_Source text:_
Content starts
Stylists resisted the urge to create a pastiche of a 90-year old race like the Type 35. It doesn’t look like the Chiron, either, though its proportions are inevitably similar because the two cars share many parts under their carbonfibre bodies.
Chiron genes are more pronounced inside. Sitting inches off the ground, I face a 500kph speedometer flanked by screens and a relatively small steering wheel with two red buttons and a pair of shift paddles.
My test car – whose owner is patiently waiting for it – wears a two-tone interior with a mostly grey driver’s seat, a black passenger’s seat, and both colours on the steering wheel. Over two-thirds of buyers chose to customise their car and nearly anything is possible as long as clients are willing to pay for it.
Bugatti made no major mechanical changes, meaning the Divo is powered by the Chiron’s quad-turbocharged, 8.0-litre W16 engine. It sends 1479bhp and 1180lb ft of torque to the four wheels via a seven-speed dual-clutch automatic transmission. 0-62mph takes 2.4sec, which is on par with the Chiron.
It’s not a stripped-out track car – its interior is thoroughly luxurious and impeccably built – yet it’s 77lbs lighter than the Chiron and engineers wisely shaved weight where it truly counts.
Lighter wheels reduce unsprung weight to make the Divo quicker on its feet, for example. Meanwhile, aerodynamic improvements like a 6ft-wide rear wing (23% wider than the Chiron’s) that doubles as an air brake and a redesigned rear diffuser generate the downforce required for the Divo to stay planted on the ground.
Content ends
Stored dataset lines
Content starts
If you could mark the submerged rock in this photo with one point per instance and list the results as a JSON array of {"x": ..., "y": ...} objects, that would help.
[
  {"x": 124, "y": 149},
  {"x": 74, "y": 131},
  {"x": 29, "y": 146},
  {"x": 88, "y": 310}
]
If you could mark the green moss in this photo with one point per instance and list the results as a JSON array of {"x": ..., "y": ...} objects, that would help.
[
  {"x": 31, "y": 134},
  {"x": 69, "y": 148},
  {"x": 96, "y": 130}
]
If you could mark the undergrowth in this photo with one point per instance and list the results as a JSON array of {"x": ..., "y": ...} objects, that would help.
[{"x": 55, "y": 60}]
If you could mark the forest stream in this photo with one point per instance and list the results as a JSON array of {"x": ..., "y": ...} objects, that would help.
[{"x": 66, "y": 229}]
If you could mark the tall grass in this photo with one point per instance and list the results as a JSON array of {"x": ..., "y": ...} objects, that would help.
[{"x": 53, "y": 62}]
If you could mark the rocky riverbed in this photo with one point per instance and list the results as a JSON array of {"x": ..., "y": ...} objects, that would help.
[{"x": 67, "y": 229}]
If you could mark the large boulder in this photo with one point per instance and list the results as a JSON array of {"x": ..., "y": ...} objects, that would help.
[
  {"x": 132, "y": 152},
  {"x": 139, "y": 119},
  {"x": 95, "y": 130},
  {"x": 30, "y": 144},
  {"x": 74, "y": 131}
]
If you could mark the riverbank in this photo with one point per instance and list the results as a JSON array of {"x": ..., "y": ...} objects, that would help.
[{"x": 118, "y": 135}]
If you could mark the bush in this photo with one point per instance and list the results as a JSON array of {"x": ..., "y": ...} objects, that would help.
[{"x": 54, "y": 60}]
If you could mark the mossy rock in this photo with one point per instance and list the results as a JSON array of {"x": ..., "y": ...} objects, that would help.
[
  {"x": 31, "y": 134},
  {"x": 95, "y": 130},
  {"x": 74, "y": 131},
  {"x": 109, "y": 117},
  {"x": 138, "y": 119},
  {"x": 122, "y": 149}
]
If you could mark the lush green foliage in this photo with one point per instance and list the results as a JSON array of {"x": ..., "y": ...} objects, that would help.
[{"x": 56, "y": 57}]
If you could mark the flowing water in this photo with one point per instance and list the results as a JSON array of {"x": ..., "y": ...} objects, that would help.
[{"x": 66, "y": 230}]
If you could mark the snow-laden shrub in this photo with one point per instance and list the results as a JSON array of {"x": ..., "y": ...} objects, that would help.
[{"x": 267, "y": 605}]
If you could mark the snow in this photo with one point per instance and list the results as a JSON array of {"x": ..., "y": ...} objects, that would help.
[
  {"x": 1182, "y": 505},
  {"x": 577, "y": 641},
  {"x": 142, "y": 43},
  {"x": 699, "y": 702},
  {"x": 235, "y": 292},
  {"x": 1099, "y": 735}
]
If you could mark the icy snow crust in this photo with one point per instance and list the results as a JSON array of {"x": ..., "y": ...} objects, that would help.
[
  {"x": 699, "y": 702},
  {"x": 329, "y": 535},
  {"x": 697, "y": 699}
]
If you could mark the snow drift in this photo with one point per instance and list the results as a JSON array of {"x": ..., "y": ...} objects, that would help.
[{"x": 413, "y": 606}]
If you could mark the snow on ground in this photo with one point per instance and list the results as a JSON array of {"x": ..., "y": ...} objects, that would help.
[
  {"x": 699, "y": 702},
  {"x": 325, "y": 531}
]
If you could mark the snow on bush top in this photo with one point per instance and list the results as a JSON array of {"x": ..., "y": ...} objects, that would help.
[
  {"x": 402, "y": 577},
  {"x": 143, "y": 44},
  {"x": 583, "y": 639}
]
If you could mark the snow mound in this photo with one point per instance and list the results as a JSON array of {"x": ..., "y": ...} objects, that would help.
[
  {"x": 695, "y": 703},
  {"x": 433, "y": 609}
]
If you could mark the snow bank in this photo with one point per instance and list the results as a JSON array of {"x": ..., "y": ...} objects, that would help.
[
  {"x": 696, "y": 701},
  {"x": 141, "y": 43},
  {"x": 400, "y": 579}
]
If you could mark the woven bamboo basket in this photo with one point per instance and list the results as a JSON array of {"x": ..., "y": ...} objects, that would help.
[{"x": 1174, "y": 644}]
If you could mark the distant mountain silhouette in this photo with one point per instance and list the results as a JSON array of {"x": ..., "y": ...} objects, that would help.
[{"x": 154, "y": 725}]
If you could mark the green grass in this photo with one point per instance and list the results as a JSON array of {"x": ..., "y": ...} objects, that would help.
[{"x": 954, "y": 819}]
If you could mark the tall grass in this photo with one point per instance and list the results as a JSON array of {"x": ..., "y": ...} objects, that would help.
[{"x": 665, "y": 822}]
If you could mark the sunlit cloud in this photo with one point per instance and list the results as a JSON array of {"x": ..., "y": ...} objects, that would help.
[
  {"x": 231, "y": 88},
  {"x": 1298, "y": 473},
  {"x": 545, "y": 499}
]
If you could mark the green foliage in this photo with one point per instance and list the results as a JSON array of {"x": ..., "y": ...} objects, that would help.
Content ends
_Description of the task:_ Please say whether each statement agrees with the text about the Bugatti Divo, giving yes or no and quoting the deciding words: 1. The Divo uses an 8.0-litre W16 engine. 2. The Divo weighs more than the Chiron. 3. The Divo reaches 62mph quicker than the Chiron.

_Reply to the task:_
1. Yes: "the Divo is powered by the Chiron’s quad-turbocharged, 8.0-litre W16 engine"
2. No: "it’s 77lbs lighter than the Chiron"
3. No: "0-62mph takes 2.4sec, which is on par with the Chiron"